##### Source records #####

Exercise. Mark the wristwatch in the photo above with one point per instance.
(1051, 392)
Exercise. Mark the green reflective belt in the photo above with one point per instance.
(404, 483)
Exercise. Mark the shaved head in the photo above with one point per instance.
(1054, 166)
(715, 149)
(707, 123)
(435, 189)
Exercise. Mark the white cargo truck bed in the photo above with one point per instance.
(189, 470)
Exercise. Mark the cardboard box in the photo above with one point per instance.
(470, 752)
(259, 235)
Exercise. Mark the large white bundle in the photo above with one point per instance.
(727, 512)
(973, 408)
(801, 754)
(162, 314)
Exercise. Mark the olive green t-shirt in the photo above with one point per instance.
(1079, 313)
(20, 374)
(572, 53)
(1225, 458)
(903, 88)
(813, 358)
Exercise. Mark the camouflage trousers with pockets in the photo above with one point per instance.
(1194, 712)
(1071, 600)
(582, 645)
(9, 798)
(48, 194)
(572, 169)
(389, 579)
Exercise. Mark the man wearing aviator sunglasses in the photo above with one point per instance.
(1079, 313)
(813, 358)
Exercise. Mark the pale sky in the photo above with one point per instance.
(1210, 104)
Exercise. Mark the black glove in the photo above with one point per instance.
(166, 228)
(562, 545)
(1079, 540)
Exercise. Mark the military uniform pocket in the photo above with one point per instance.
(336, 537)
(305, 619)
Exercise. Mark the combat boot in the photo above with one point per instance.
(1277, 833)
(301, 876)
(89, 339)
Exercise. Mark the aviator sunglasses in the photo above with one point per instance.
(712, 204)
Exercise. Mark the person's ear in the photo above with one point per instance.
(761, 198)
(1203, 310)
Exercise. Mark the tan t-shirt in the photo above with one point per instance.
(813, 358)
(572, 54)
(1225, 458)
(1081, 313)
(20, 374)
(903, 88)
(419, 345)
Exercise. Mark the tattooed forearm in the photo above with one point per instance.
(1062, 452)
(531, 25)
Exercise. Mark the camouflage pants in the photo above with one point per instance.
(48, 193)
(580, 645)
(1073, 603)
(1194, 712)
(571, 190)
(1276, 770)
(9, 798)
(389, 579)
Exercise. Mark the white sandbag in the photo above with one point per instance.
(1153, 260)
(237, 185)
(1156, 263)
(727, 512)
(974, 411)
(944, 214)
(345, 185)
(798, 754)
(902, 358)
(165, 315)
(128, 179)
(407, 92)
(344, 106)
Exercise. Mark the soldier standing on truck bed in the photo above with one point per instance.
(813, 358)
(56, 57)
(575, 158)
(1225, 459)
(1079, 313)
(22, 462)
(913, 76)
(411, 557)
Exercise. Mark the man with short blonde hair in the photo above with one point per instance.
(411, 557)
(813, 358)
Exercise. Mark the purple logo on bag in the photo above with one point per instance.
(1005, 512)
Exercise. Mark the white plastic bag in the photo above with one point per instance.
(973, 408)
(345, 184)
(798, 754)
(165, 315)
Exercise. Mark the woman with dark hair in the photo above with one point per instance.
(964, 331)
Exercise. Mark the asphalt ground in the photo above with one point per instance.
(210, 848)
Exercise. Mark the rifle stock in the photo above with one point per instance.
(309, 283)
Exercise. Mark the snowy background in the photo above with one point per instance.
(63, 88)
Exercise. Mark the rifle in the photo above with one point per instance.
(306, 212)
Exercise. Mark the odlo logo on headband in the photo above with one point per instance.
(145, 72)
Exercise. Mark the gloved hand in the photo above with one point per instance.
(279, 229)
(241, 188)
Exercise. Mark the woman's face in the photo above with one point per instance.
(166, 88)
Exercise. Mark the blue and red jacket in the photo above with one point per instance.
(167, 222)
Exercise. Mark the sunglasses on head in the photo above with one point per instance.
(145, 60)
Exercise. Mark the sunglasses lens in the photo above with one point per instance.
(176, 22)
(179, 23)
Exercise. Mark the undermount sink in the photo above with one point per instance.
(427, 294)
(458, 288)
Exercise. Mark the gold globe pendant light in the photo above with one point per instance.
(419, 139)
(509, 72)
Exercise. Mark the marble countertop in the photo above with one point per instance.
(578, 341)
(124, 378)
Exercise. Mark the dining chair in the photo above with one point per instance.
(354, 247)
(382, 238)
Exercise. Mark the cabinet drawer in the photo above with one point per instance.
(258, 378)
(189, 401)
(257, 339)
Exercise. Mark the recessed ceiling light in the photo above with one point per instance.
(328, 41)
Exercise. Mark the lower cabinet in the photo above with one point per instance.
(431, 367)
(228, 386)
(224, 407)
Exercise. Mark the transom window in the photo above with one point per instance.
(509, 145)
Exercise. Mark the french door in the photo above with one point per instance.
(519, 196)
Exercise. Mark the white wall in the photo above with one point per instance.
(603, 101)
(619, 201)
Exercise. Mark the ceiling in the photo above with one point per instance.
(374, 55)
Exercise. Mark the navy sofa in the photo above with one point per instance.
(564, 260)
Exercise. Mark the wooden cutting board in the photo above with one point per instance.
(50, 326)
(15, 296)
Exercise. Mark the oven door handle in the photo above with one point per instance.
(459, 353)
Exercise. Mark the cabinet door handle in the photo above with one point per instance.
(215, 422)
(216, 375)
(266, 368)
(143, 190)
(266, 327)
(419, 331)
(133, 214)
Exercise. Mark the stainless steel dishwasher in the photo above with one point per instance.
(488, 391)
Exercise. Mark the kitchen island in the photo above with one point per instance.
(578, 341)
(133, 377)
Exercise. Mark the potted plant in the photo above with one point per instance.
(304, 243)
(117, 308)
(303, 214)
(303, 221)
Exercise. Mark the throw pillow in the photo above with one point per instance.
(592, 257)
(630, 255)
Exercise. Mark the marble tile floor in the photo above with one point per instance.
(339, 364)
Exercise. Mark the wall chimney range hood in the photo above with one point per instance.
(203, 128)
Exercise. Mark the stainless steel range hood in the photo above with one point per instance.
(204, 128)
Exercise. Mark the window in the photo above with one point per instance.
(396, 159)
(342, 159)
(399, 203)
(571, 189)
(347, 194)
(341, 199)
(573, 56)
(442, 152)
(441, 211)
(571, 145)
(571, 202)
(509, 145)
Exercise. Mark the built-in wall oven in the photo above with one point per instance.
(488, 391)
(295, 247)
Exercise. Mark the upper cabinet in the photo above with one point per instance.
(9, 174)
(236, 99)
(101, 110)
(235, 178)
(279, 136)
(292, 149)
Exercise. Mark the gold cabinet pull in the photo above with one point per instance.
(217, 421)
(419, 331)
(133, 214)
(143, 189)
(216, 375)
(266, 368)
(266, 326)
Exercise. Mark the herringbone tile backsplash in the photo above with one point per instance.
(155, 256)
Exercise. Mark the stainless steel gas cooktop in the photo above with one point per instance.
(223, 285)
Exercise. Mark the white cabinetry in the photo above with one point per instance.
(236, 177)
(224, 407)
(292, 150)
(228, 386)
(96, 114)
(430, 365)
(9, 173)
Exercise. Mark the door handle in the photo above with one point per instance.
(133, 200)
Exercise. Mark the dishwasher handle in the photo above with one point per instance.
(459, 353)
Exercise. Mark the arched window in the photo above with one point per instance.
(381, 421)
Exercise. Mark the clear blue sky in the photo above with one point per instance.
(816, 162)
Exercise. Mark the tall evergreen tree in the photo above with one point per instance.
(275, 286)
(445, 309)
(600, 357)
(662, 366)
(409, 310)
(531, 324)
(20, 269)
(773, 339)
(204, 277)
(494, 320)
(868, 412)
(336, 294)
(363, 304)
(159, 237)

#####

▶ **Problem**: Return the whole of the data, character for character.

▶ **Answer for this exercise**:
Exercise. Mark the wristwatch in the photo above with one point per instance.
(1051, 392)
Exercise. Mark the green reflective belt in the photo above with one point per instance.
(404, 483)
Exercise. Mark the shaved head in the photo above with one point per instance.
(1054, 166)
(715, 149)
(707, 123)
(435, 189)
Exercise. Mark the white cargo truck bed in the photo above with one point per instance.
(189, 470)
Exercise. Mark the cardboard box in the photo above with one point per instance.
(470, 752)
(259, 235)
Exercise. Mark the large white bundle in the photo above with one point per instance.
(727, 512)
(973, 408)
(801, 754)
(162, 314)
Exercise. Mark the olive green t-shirt in the photo above with one point per instance.
(1079, 313)
(20, 374)
(572, 53)
(1225, 458)
(903, 88)
(813, 358)
Exercise. Mark the camouflage trousers with pockets in the photo above with one point per instance.
(1194, 712)
(1071, 600)
(582, 645)
(9, 798)
(48, 194)
(572, 169)
(389, 579)
Exercise. Mark the man wearing aviator sunglasses in the photo above with one point per instance.
(1079, 313)
(813, 358)
Exercise. Mark the pale sky in the photo above with one point per instance.
(1210, 104)
Exercise. Mark the black glove in the photo above with one point per instance.
(166, 228)
(562, 545)
(1079, 540)
Exercise. Mark the military uniform pocket in the photo above with one point per instance.
(336, 537)
(305, 619)
Exercise. Mark the combat boot in the photo above with one point per instance.
(1277, 833)
(301, 876)
(89, 339)
Exercise. Mark the aviator sunglasses in the photo above with one point per instance.
(712, 204)
Exercise. Mark the person's ear in the photo above with one point per instance.
(761, 198)
(1203, 310)
Exercise. Mark the tan t-shirt in the photo above with one point per instance.
(813, 358)
(572, 54)
(1225, 458)
(1081, 313)
(20, 374)
(903, 88)
(419, 345)
Exercise. Mark the tattooed forearm in the photo above with one point per instance.
(1062, 452)
(531, 25)
Exercise. Mark the camouflage pants in the photo above with one point per instance.
(48, 193)
(580, 645)
(1073, 603)
(1194, 712)
(571, 190)
(1276, 770)
(9, 798)
(389, 579)
Exercise. Mark the white sandbag in the photo above with one point per instance.
(1153, 260)
(237, 185)
(1156, 263)
(727, 512)
(974, 411)
(944, 214)
(345, 185)
(798, 754)
(902, 358)
(165, 315)
(128, 179)
(407, 92)
(344, 106)
Exercise. Mark the soldier standing on truck bed in the photo above with one point per instance.
(813, 358)
(56, 57)
(575, 158)
(1225, 459)
(1079, 313)
(22, 462)
(913, 76)
(411, 557)
Exercise. Mark the man with short blonde hair in the photo above with one point per instance.
(411, 557)
(813, 358)
Exercise. Mark the purple logo on bag in the photo above with one point per instance.
(1005, 512)
Exercise. Mark the white plastic bag in the photo above with one point per instance.
(973, 408)
(345, 184)
(798, 754)
(165, 315)
Exercise. Mark the woman with dark hair in the photo above with one point per instance.
(964, 331)
Exercise. Mark the asphalt ground in the photo above with one point per instance.
(210, 848)
Exercise. Mark the rifle stock in the photo above with one point per instance.
(309, 283)
Exercise. Mark the snowy background in the photo above with one point per instance.
(63, 88)
Exercise. Mark the rifle in the photo above with one point per instance.
(306, 212)
Exercise. Mark the odlo logo on headband in the photo above with one point per instance.
(145, 72)
Exercise. Mark the gloved hand in the photo above with one point per instance.
(279, 229)
(241, 188)
Exercise. Mark the woman's face in the photo above with one point per instance.
(166, 88)
Exercise. Mark the blue and red jacket in the photo above with one point per instance.
(167, 222)
Exercise. Mark the sunglasses on head in the photo above with one point per instance.
(145, 60)
Exercise. Mark the sunglasses lens in the photo above with one point per instance.
(176, 22)
(179, 23)
Exercise. Mark the undermount sink in the photo above with one point per instance.
(427, 294)
(458, 288)
Exercise. Mark the gold globe pendant light in the photo above with one point per instance.
(419, 139)
(509, 72)
Exercise. Mark the marble countertop in the photo above with one point per instance.
(578, 341)
(124, 378)
Exercise. Mark the dining chair in the photo above with one point per instance.
(354, 247)
(382, 238)
Exercise. Mark the cabinet drawer in the photo above with one point per instance.
(258, 378)
(189, 401)
(257, 339)
Exercise. Mark the recessed ceiling light in the photo above with one point per instance.
(328, 41)
Exercise. Mark the lower cabinet in the photo above with one point per instance.
(431, 367)
(228, 386)
(224, 407)
Exercise. Mark the transom window in the photo above with one point per instance.
(509, 145)
Exercise. Mark the french door in the photo above with one point per instance.
(519, 196)
Exercise. Mark the white wall in the photo above with one point per instance.
(603, 101)
(619, 201)
Exercise. Mark the ceiling in the photo above with one point per instance.
(374, 55)
Exercise. Mark the navy sofa in the photo above with one point per instance.
(564, 260)
Exercise. Mark the wooden cutting board in the photo above with one point per instance.
(50, 326)
(15, 296)
Exercise. Mark the oven door handle in the photo above with one point per instance.
(459, 353)
Exercise. Mark the cabinet door handle in the photo above with one point per instance.
(215, 422)
(216, 375)
(266, 368)
(143, 190)
(266, 327)
(419, 331)
(133, 214)
Exercise. Mark the stainless steel dishwasher in the photo above with one point per instance.
(488, 391)
Exercise. Mark the kitchen island in the photo above with one point per instance.
(578, 341)
(133, 377)
Exercise. Mark the potted plant in the photo above with one point per instance.
(304, 243)
(117, 308)
(303, 214)
(303, 221)
Exercise. Mark the throw pillow in the photo above with one point per instance.
(592, 257)
(630, 255)
Exercise. Mark the marble tile floor in the photo above with one point per instance.
(339, 364)
Exercise. Mark the wall chimney range hood in the photo above with one point per instance.
(203, 128)
Exercise. Mark the stainless steel range hood in the photo above with one point per instance.
(204, 128)
Exercise. Mark the window in the photo above with one point per instance.
(396, 159)
(342, 159)
(399, 203)
(571, 189)
(347, 194)
(341, 199)
(573, 56)
(442, 152)
(441, 211)
(571, 145)
(571, 202)
(509, 145)
Exercise. Mark the built-in wall oven in the photo above with one point per instance.
(488, 391)
(295, 247)
Exercise. Mark the upper cabinet in the photo above with one point per instance.
(9, 174)
(236, 99)
(101, 110)
(235, 178)
(279, 136)
(292, 149)
Exercise. Mark the gold cabinet pull in the photo above with one point per instance.
(217, 421)
(419, 331)
(133, 214)
(143, 189)
(216, 375)
(266, 368)
(266, 326)
Exercise. Mark the herringbone tile backsplash in the photo above with one point per instance.
(155, 256)
Exercise. Mark the stainless steel gas cooktop in the photo above with one point per instance.
(223, 285)
Exercise. Mark the white cabinetry in the photo above with one point per instance.
(236, 177)
(224, 407)
(292, 150)
(228, 386)
(96, 114)
(430, 365)
(9, 173)
Exercise. Mark the door handle in the photo above with one point per instance.
(133, 200)
Exercise. Mark the dishwasher handle in the photo above with one point per instance.
(459, 353)
Exercise. Mark the arched window in the photo above with one point per instance.
(381, 421)
Exercise. Mark the clear blue sky in the photo above with one point per instance.
(816, 162)
Exercise. Mark the tall evergreen tree in the photo above with one point per instance.
(275, 286)
(445, 309)
(600, 357)
(662, 366)
(409, 310)
(531, 324)
(20, 269)
(773, 339)
(204, 277)
(494, 320)
(868, 412)
(336, 294)
(363, 304)
(159, 237)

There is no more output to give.